Ao invés de ilustrar o envelhecimento como ganho de conhecimento, Benjamin Button retrata o desejo de juventude como fuga da realidade. Mesmo que essa não tenha sido a intenção consciente de seus autores, como muitas vezes não é no mundo da arte, o filme termina por expressar justamente a compulsão patológica pela juventude, a falsa afirmação da vida e a negação do pensamento e da morte que constituem o grosso da indústria cultural. A contradição do filme com a ideologia predominante na indústria é apenas aparente.

            A vida de Benjamin Button transcorre ao longo de todo o “breve século XX” (Hobsbawm), um dos períodos mais conturbados da história, atravessado por revoluções, contra-revoluções, guerras mundiais, guerras de libertação, movimentos, idéias e ideologias que empolgaram milhões de pessoas, transformações sociais, culturais, comportamentais. Nenhum desses acontecimentos o afeta realmente. Ele participa da II Guerra, mas o faz sem opinião própria, apenas porque o capitão do navio em que trabalhava decidiu se engajar na marinha. Ele experimenta as perdas e o drama da guerra, mas permanece quase indiferente.

            A História passa por Benjamin sem que ele se deixe afetar, sem que tome posição, sem que se comprometa com qualquer causa ou ideal, sem passar por uma sensação de vitória ou derrota. Benjamin é um ser a-histórico. Ele está tão deslocado do drama histórico da humanidade que resolve de modo também indiferente a questão mais básica para qualquer ser humano, a sobrevivência material. O adolescente/velhinho começa a trabalhar num barco apenas pelo prazer de realizar algo, mesmo que seja uma tarefa considerada degradante e rejeitada por todos os demais, como limpar o convés. O trabalho é uma atividade em si mesma gratificante, quando não realizado sob a compulsão da necessidade. Acontece que, nas atuais circunstâncias históricas, comprometidas pela divisão social do trabalho, ou seja, pela divisão de classes, o trabalho se concretiza como alienação, não como realização, para a quase totalidade dos seres humanos. Benjamin só pode se comportar assim em relação ao trabalho porque teve sua sobrevivência material convenientemente garantida no roteiro, seja pela Fundação filantrópica que mantém o asilo, seja pela herança da fábrica de botões.

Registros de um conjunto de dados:
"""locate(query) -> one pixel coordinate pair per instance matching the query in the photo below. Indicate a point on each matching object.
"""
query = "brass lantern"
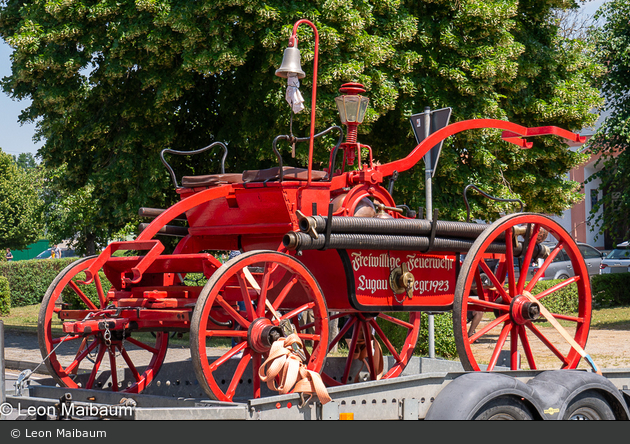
(351, 108)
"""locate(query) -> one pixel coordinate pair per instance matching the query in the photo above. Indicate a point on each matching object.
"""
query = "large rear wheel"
(511, 332)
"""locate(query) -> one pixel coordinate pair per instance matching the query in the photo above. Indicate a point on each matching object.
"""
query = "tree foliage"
(20, 211)
(25, 161)
(73, 216)
(114, 83)
(613, 139)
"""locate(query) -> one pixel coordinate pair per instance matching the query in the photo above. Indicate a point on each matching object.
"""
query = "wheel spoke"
(527, 347)
(256, 363)
(488, 328)
(97, 364)
(99, 290)
(351, 351)
(396, 321)
(56, 341)
(487, 304)
(557, 287)
(509, 264)
(262, 294)
(367, 335)
(142, 345)
(297, 311)
(130, 364)
(497, 284)
(546, 341)
(233, 313)
(531, 244)
(249, 307)
(351, 321)
(80, 357)
(226, 357)
(576, 319)
(238, 373)
(385, 340)
(113, 367)
(285, 291)
(514, 347)
(543, 268)
(499, 346)
(90, 305)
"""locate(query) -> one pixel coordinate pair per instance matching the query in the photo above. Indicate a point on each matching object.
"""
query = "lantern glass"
(351, 108)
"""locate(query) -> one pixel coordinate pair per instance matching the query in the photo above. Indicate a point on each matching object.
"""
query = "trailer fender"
(555, 390)
(470, 394)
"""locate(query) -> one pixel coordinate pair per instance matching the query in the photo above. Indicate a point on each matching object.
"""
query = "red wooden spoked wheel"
(234, 305)
(378, 328)
(492, 288)
(86, 360)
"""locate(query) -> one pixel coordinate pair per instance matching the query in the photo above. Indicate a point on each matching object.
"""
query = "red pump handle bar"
(512, 133)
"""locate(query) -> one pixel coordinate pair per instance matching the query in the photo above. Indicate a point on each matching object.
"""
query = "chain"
(107, 336)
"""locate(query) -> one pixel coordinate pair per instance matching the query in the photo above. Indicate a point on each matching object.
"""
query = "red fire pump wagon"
(316, 246)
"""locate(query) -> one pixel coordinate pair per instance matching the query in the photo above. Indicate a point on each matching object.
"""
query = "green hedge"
(611, 290)
(5, 296)
(563, 301)
(443, 334)
(30, 279)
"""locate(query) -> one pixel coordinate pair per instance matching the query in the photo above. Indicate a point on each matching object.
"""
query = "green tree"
(114, 83)
(613, 138)
(73, 215)
(25, 161)
(20, 211)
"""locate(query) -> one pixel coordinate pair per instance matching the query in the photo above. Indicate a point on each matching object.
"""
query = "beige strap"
(562, 331)
(284, 371)
(360, 353)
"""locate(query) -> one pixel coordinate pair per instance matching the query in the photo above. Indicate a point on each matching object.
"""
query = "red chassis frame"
(255, 216)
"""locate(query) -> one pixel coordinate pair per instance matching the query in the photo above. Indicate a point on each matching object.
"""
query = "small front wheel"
(92, 359)
(245, 301)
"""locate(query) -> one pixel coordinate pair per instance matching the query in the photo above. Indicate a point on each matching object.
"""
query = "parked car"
(561, 268)
(48, 252)
(617, 261)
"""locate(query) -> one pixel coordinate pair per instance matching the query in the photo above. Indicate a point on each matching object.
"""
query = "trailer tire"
(589, 405)
(482, 396)
(503, 408)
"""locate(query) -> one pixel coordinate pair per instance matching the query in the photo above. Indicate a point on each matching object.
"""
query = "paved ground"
(21, 352)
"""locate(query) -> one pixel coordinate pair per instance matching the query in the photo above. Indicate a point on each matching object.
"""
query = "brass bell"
(291, 64)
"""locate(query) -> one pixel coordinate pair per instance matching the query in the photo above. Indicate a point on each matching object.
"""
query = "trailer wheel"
(509, 318)
(503, 408)
(81, 360)
(589, 405)
(356, 328)
(234, 305)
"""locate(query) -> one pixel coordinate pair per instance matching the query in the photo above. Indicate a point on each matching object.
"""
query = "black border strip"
(352, 295)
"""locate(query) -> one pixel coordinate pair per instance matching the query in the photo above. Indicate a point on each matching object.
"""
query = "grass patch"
(617, 318)
(22, 319)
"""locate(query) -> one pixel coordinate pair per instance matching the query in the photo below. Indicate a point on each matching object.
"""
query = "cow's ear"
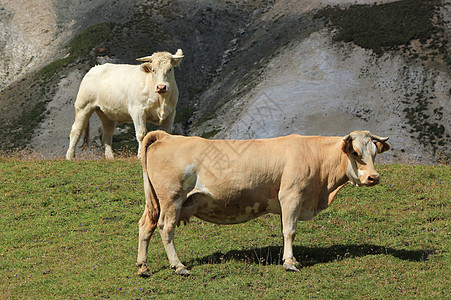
(177, 57)
(347, 144)
(146, 67)
(382, 146)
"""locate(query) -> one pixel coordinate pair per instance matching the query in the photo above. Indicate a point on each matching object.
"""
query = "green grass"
(69, 230)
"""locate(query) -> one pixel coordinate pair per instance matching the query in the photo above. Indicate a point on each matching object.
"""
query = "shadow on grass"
(309, 256)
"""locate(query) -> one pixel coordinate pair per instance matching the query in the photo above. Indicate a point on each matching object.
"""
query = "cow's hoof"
(182, 271)
(144, 271)
(290, 267)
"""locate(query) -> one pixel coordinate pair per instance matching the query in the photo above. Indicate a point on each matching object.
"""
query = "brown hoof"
(144, 271)
(182, 272)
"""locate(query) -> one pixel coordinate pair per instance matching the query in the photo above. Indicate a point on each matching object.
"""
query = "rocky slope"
(252, 69)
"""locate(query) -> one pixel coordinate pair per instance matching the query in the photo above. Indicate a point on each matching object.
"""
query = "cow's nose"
(161, 88)
(373, 179)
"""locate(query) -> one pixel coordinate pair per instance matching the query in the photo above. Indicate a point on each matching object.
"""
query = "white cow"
(127, 93)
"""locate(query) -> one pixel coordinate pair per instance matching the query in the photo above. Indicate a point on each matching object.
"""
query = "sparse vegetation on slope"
(389, 26)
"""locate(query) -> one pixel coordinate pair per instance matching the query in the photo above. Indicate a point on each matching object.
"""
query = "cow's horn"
(178, 54)
(146, 58)
(378, 138)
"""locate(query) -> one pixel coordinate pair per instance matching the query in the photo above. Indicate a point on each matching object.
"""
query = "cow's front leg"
(139, 120)
(166, 225)
(290, 213)
(168, 123)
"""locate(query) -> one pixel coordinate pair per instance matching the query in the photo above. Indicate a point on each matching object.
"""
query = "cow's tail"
(86, 137)
(152, 202)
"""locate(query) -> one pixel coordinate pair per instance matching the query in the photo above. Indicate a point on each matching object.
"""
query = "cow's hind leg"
(290, 214)
(146, 229)
(108, 131)
(82, 116)
(166, 224)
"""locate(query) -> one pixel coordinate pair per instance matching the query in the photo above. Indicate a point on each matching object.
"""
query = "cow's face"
(161, 66)
(361, 148)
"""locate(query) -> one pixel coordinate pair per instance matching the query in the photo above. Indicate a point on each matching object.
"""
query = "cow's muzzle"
(161, 88)
(372, 179)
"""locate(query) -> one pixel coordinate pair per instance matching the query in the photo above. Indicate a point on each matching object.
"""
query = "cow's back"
(227, 181)
(110, 87)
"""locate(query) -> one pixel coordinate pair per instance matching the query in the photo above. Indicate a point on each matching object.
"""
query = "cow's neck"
(334, 170)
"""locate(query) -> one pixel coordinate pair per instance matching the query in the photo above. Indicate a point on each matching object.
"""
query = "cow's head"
(361, 148)
(161, 66)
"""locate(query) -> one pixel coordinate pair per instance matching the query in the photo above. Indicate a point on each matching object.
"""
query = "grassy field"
(69, 230)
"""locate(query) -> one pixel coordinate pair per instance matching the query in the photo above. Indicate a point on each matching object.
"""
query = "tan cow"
(127, 93)
(229, 182)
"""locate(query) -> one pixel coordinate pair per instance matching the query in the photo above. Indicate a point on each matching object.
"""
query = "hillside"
(252, 69)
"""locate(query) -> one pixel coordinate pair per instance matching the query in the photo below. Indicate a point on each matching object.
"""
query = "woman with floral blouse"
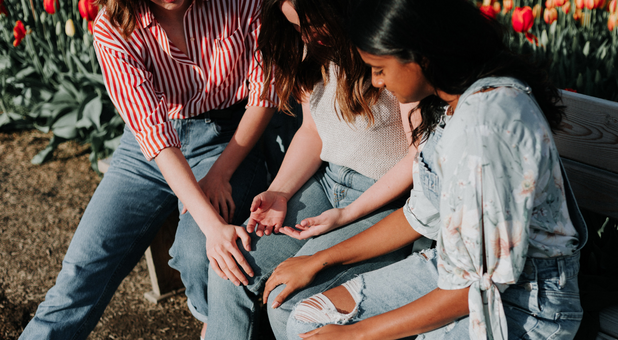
(489, 189)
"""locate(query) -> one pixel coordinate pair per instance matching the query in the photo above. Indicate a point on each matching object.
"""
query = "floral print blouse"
(501, 196)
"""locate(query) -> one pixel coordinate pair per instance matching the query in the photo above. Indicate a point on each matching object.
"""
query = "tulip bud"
(508, 5)
(566, 8)
(50, 6)
(522, 19)
(69, 28)
(87, 9)
(550, 15)
(19, 32)
(544, 38)
(497, 7)
(3, 10)
(536, 11)
(488, 11)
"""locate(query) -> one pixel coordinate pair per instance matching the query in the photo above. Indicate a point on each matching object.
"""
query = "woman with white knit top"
(348, 166)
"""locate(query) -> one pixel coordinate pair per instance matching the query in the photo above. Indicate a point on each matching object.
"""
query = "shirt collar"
(145, 16)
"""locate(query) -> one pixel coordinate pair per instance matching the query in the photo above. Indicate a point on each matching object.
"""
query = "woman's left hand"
(219, 192)
(314, 226)
(333, 332)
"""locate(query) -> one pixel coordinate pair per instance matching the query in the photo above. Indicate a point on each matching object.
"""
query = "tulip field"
(50, 79)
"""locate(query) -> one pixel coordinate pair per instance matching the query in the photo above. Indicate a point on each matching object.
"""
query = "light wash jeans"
(543, 304)
(122, 218)
(235, 310)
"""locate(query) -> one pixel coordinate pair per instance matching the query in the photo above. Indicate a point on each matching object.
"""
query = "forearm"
(251, 127)
(391, 233)
(394, 184)
(436, 309)
(180, 178)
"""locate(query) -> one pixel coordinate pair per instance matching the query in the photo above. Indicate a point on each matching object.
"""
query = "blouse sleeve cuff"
(155, 138)
(423, 217)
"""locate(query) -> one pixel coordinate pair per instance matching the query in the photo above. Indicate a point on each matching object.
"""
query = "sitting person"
(489, 188)
(346, 167)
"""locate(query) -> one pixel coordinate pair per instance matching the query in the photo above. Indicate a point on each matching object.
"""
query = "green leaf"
(25, 73)
(93, 111)
(65, 126)
(112, 144)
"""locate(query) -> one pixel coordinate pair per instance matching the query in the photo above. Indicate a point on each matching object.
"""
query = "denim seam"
(121, 263)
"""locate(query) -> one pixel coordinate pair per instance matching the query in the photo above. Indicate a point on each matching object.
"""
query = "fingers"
(223, 210)
(309, 334)
(281, 297)
(244, 238)
(251, 224)
(257, 201)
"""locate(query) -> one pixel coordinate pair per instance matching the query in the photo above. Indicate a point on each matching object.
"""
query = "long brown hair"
(297, 67)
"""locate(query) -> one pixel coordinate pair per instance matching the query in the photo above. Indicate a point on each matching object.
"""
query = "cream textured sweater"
(368, 150)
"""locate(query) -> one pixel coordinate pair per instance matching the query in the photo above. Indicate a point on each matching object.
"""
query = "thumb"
(244, 238)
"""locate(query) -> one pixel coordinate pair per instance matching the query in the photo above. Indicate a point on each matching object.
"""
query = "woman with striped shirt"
(185, 77)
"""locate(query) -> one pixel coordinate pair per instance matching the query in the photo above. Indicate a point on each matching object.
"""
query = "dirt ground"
(40, 207)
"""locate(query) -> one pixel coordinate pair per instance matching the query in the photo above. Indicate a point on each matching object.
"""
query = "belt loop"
(562, 270)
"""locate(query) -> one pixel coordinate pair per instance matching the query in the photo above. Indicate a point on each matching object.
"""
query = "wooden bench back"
(588, 145)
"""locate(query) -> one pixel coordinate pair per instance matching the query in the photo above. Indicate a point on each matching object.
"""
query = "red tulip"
(536, 11)
(87, 9)
(611, 22)
(550, 15)
(488, 11)
(566, 8)
(50, 6)
(592, 4)
(508, 5)
(522, 19)
(497, 7)
(19, 32)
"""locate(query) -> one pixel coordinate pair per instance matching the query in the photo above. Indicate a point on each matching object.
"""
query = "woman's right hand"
(295, 273)
(268, 211)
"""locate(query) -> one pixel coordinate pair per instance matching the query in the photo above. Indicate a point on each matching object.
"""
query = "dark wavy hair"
(454, 43)
(299, 61)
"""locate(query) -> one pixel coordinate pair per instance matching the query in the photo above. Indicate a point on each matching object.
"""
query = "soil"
(40, 207)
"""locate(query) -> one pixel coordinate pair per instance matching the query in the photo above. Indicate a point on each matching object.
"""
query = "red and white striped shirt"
(151, 81)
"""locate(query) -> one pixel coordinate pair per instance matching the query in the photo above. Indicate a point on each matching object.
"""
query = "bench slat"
(595, 189)
(590, 133)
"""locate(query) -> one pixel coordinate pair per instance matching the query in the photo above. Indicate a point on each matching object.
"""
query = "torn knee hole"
(320, 309)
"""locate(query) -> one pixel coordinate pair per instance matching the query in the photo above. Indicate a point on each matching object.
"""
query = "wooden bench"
(588, 146)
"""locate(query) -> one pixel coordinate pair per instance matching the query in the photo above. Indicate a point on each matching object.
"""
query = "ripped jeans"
(543, 304)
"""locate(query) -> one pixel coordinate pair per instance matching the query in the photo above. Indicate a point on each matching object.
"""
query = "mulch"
(40, 208)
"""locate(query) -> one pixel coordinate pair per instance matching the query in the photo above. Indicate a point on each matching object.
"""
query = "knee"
(319, 310)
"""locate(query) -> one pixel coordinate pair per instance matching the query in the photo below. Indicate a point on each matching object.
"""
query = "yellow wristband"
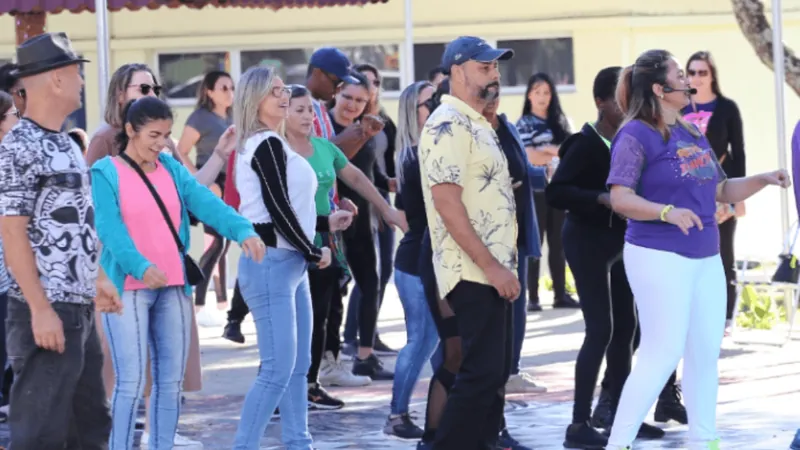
(665, 211)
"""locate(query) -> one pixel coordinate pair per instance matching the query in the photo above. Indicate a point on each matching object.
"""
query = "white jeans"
(681, 304)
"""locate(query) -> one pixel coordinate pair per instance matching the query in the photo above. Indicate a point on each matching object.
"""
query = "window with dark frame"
(553, 56)
(182, 73)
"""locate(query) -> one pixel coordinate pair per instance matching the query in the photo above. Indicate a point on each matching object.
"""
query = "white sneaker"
(522, 383)
(180, 441)
(332, 372)
(209, 317)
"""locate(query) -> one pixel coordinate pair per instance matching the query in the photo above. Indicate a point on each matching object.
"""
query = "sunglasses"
(281, 91)
(145, 89)
(699, 73)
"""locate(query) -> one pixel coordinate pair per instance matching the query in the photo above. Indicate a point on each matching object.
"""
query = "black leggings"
(727, 232)
(213, 256)
(324, 293)
(608, 310)
(550, 221)
(360, 252)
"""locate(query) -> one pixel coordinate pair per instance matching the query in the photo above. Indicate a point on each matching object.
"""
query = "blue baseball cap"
(333, 61)
(471, 48)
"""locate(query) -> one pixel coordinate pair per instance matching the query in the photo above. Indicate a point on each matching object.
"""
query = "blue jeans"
(278, 294)
(520, 316)
(161, 320)
(385, 245)
(421, 339)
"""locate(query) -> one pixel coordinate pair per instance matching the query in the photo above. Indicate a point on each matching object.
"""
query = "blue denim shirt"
(536, 180)
(119, 256)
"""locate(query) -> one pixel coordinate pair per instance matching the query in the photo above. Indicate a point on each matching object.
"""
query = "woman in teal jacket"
(142, 258)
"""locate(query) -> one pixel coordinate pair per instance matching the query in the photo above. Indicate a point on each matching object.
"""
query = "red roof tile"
(56, 6)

TAREFA PROPOSTA 1
No trecho sobre o filme Benjamin Button, por que Benjamin participa da II Guerra?
TAREFA PROPOSTA 2
Prossiga o trecho sobre o filme Benjamin Button a partir da última frase apresentada.
As entradas não fazem falta para nada aqui.

RESPOSTA DA TAREFA 1
Porque o capitão do navio em que trabalhava decidiu se engajar na marinha.

RESPOSTA DA TAREFA 2
            Entretanto, Benjamin se relaciona de modo atípico não apenas com as condições sociais e históricas, mas também com a vida pessoal. Nunca fica claro o que o atraiu para a relação com a mulher do espião na Rússia, e por sua vez, o que o tornou atraente para ela. Sua relação com Daisy também transcorre como um casamento convencional. A não ser pelo fato de que também não fica suficientemente claro o motivo que o levou a se afastar da família que havia constituído com a mulher que fora o amor de sua vida.

            No final das contas, a mensagem que se transmite não vai muito além daquela que se ouve em comerciais de TV ou livros de auto-ajuda: “nada dura pra sempre”, “viver um dia de cada vez”, “aproveitar cada minuto”. O filme fica nos devendo um personagem que tenha de fato aproveitado sua vida e que tenha algo a nos ensinar ao final de três preciosas horas do nosso tempo.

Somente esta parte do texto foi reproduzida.